WHAT IS EXPECTED | Take every entry below and copy it out word for word.
· · ·
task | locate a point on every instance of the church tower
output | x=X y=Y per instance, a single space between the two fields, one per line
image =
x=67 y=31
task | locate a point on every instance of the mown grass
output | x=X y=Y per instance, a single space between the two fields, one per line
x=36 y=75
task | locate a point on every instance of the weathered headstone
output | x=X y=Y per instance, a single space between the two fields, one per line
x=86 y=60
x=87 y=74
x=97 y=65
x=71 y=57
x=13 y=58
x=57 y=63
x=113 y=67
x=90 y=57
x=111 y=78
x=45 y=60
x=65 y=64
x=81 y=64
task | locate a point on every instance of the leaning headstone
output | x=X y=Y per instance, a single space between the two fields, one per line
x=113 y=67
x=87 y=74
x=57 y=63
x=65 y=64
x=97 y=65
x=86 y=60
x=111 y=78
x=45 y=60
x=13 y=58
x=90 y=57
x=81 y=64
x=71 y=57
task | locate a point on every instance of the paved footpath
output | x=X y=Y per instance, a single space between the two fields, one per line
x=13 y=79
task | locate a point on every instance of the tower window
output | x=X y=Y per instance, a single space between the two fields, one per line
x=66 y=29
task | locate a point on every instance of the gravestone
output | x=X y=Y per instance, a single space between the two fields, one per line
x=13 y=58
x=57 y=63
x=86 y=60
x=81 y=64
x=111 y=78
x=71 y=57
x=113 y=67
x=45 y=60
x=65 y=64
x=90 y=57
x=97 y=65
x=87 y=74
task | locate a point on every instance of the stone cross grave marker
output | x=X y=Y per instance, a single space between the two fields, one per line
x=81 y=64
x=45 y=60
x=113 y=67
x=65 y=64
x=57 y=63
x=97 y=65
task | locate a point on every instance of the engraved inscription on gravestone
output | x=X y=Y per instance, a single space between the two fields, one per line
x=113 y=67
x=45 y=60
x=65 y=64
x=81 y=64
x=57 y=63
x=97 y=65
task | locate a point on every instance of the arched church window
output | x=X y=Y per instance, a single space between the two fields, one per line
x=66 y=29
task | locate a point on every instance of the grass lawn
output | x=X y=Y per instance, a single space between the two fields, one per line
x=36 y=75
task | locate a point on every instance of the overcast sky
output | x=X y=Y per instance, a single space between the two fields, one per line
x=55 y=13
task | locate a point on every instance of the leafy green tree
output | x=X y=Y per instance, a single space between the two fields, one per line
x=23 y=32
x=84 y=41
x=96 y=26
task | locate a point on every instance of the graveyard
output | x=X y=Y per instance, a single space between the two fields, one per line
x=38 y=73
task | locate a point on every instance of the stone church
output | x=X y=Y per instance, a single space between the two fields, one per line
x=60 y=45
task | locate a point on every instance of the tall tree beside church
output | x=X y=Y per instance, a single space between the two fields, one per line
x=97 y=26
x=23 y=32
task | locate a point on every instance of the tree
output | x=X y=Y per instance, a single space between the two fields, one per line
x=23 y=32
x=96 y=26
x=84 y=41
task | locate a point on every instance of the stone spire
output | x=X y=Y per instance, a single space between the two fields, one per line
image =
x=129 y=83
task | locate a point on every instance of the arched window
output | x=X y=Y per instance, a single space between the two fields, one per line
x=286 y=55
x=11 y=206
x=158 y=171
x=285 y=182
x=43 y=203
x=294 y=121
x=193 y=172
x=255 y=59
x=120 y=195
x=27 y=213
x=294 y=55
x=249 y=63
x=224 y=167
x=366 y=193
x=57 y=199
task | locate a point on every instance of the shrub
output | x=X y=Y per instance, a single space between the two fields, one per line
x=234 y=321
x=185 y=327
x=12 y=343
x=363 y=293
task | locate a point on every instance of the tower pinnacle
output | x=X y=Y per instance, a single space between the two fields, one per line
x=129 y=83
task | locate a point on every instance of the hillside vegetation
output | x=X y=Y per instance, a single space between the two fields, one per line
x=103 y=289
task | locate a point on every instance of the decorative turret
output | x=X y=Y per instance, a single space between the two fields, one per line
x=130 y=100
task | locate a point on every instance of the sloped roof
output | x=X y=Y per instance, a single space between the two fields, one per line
· · ·
RESPONSE |
task | locate a point on every instance of the church tower
output | x=X y=Y per instance, a single space between the two fields, one per line
image =
x=67 y=31
task | locate a point on every instance of the mown grass
output | x=X y=Y per instance, a single space between the two fields, one per line
x=36 y=75
task | locate a point on every instance of the weathered headstone
output | x=X y=Y per instance, a single space between the two fields, one per line
x=86 y=60
x=87 y=74
x=97 y=65
x=71 y=57
x=13 y=58
x=57 y=63
x=113 y=67
x=90 y=57
x=111 y=78
x=45 y=60
x=65 y=64
x=81 y=64
task | locate a point on every instance of the leaning headstone
output | x=X y=Y per instance, a single space between the two fields, one per line
x=113 y=67
x=87 y=74
x=57 y=63
x=65 y=64
x=97 y=65
x=86 y=60
x=111 y=78
x=45 y=60
x=13 y=58
x=90 y=57
x=81 y=64
x=71 y=57
task | locate a point on every instance of the paved footpath
output | x=X y=Y per instance, a single space between the two fields, one per line
x=13 y=79
task | locate a point on every instance of the tower window
output | x=X y=Y per instance, a single space between the two fields, one per line
x=66 y=29
task | locate a point on every instance of the gravestone
output | x=X y=Y per instance, a single space between the two fields, one per line
x=13 y=58
x=57 y=63
x=86 y=60
x=81 y=64
x=111 y=78
x=71 y=57
x=113 y=67
x=45 y=60
x=65 y=64
x=90 y=57
x=97 y=65
x=87 y=74
task | locate a point on every instance of the stone cross grave marker
output | x=X y=Y per instance, a single space between the two fields, one per line
x=81 y=64
x=45 y=60
x=113 y=67
x=65 y=64
x=57 y=63
x=97 y=65
task | locate a point on every instance of the engraved inscription on gravestone
output | x=X y=Y per instance, a single space between the two fields, one per line
x=113 y=67
x=45 y=60
x=65 y=64
x=81 y=64
x=57 y=63
x=97 y=65
task | locate a point on every instance of the arched church window
output | x=X y=Y per instance, a single space between the two fields, one per line
x=66 y=29
task | locate a point on every instance of the grass lawn
output | x=X y=Y per instance, a single space between the two fields, one per line
x=36 y=75
task | locate a point on every instance of the overcast sky
output | x=X y=Y per instance, a single space between the two fields, one per line
x=55 y=13
task | locate a point on every instance of the leafy green tree
output | x=X y=Y per instance, a single space between the two fields, one per line
x=23 y=32
x=84 y=41
x=96 y=26
task | locate a point on every instance of the graveyard
output | x=X y=Y per instance, a single space between the two fields, one per line
x=38 y=73
task | locate a point on every instance of the stone church
output | x=X y=Y per instance, a single space between the two fields, one per line
x=60 y=45
task | locate a point on every instance of the tall tree beside church
output | x=X y=Y per instance, a single space between the two fields, one per line
x=97 y=26
x=23 y=32
task | locate a point on every instance of the tree
output | x=X y=Y per instance, a single space between the two fields, one per line
x=23 y=32
x=96 y=26
x=84 y=41
task | locate a point on every instance of the stone spire
output | x=X y=Y per instance, a single space between the two fields, one per line
image =
x=129 y=83
task | locate a point on every instance of the arched window
output | x=X y=Y per instance, a single space between the two fields, one per line
x=286 y=55
x=11 y=206
x=158 y=171
x=285 y=182
x=43 y=203
x=294 y=121
x=193 y=172
x=255 y=59
x=120 y=195
x=27 y=213
x=294 y=55
x=249 y=63
x=224 y=167
x=366 y=193
x=57 y=199
task | locate a point on every instance of the shrub
output | x=X y=Y per instance, a single space between the two fields, one per line
x=234 y=321
x=185 y=327
x=12 y=343
x=363 y=293
task | locate a point on every instance of the tower pinnacle
output | x=X y=Y per instance, a single space between the two fields, one per line
x=129 y=83
task | locate a point on every instance of the hillside vegetation
output | x=X y=Y per instance, a single space between the two fields, one per line
x=103 y=289
task | locate a point on every instance of the decorative turret
output | x=X y=Y per instance, a single space between the two fields, one per line
x=130 y=100
task | locate a point on every instance of the sloped roof
output | x=X y=Y per instance, a single space between the two fields, one per line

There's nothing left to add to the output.